--- Excerpt to read ---
From a thousand miles away, there was nothing I could do or say, so I did what I do: I rode my bike as fast and as far as I could. All along the way I asked, Why, God? Why this woman? Why now? When she has given her whole life to her family, her friends, her husband, her church? Why this Mom?
That’s when God drew my attention to the tree in the distance. It stood all alone, branches bare of leaves, with limbs reaching proudly upward and outward. Without foliage, it reminded me of the future I saw for my friend, when she would lose her hair thanks to chemo and much of her body weight under the stress of illness.
I climbed off my bike, stood and stared. Looking at this tree, I God-imagined a nest in every branch. Each one securing its babies, some peeking out and cheeping to be fed, others wobbling to the edge to risk taking flight. How many young had this woman fledged? Not only her sons with their wives and young children, but dear friends she had walked beside: Bible study companions, congregation members, nearby neighbors and all of their children. I was certain that this woman had been mom to a vast array of children, including me, and including my children. She was the nesting tree. No illness would ever take that away.
This Mother’s Day, while I give thanks to God for my mom, I am especially grateful for the moms I know who labor in the nests of their lives with vigor, fortitude and creative aplomb. I smile to think of the moms my girls may someday be, praising God for the gift of Mary Anne and the many others who have taken me under-wing.
---
> **Activities**
1 – In the Mother's Day reflection, what did the writer do when there was nothing to be done or said from a thousand miles away?
2 – Transcribe the Mother's Day reflection from "This Mother’s Day, while" to "taken me under-wing.".
The listing after this reflection comes from a separate source.
--- Records provided ---
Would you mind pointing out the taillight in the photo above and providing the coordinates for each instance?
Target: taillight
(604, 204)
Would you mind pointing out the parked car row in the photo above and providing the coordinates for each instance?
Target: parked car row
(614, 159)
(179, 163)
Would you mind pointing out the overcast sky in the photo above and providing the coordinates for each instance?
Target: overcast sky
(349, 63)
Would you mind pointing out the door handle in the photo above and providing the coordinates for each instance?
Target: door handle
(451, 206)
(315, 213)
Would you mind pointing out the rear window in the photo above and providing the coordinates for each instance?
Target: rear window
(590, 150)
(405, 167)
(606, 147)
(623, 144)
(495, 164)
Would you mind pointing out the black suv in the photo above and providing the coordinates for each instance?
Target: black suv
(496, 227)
---
> **Exercise responses**
1 – The writer rode a bike as fast and as far as possible.

2 –
This Mother’s Day, while I give thanks to God for my mom, I am especially grateful for the moms I know who labor in the nests of their lives with vigor, fortitude and creative aplomb. I smile to think of the moms my girls may someday be, praising God for the gift of Mary Anne and the many others who have taken me under-wing.